======== Document excerpt

Scientific classification
- Kingdom: Animalia
- Phylum: Chordata
- Class: Reptilia
- Order: Squamata
- Suborder: Gekkota
- Family: Gekkonidae
- Genus: Tenuidactylus
- Species: T. bogdanovi
- Binomial name: Tenuidactylus bogdanovi Nazarov & Poyarkov, 2013

= Tenuidactylus bogdanovi =

- Genus: Tenuidactylus
- Species: bogdanovi
- Authority: Nazarov & Poyarkov, 2013
- Conservation status: LC

Species of lizard

Tenuidactylus bogdanovi is a species of gecko, a lizard in the family Gekkonidae. The species is native to Central Asia.

==Etymology==
The specific name, bogdanovi, is in honor of Soviet herpetologist Oleg Pavlovich Bogdanov.

==Geographic range==
T. bogdanovi occurs naturally in Uzbekistan and southern Tajikistan. An introduced population of this species is known in South Ukraine, in the city of Odesa.

==Habitat==
The preferred natural habitat of T. bogdanovi is desert, at altitudes up to 700 m. It has also been found inside buildings.

==Reproduction==
T. bogdanovi is oviparous. Clutch size is one or two eggs.

================
======== Data to examine

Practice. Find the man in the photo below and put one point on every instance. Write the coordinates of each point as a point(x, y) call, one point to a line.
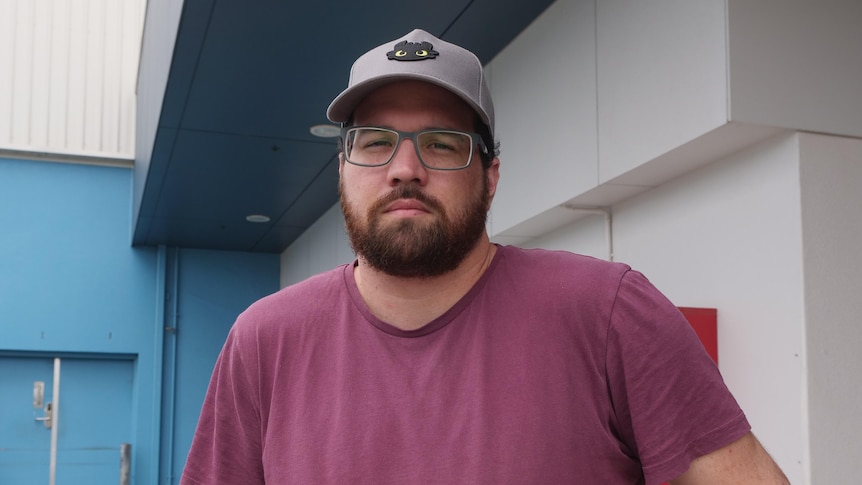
point(439, 357)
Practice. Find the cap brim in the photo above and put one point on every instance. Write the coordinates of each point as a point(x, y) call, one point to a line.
point(343, 106)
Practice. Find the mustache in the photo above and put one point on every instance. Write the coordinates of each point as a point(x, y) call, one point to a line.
point(407, 192)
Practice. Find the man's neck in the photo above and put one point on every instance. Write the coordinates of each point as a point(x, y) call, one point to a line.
point(411, 303)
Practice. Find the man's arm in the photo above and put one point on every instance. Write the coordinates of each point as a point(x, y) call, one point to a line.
point(743, 461)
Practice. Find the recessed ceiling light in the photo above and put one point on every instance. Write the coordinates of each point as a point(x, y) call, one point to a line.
point(325, 131)
point(259, 218)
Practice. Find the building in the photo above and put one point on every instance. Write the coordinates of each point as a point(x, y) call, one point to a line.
point(714, 145)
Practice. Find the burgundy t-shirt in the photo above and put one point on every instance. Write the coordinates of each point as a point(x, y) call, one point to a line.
point(554, 368)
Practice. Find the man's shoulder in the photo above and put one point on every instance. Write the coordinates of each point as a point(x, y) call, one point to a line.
point(537, 260)
point(299, 301)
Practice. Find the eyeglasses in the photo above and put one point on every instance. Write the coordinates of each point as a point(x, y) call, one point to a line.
point(370, 146)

================

--- Brief 1 ---
Name every country mentioned in the gecko article.
--- Brief 2 ---
Reproduce the gecko article from "Tenuidactylus bogdanovi is" to "city of Odesa.".

--- Written response 1 ---
Uzbekistan, Tajikistan, Ukraine

--- Written response 2 ---
Tenuidactylus bogdanovi is a species of gecko, a lizard in the family Gekkonidae. The species is native to Central Asia.

==Etymology==
The specific name, bogdanovi, is in honor of Soviet herpetologist Oleg Pavlovich Bogdanov.

==Geographic range==
T. bogdanovi occurs naturally in Uzbekistan and southern Tajikistan. An introduced population of this species is known in South Ukraine, in the city of Odesa.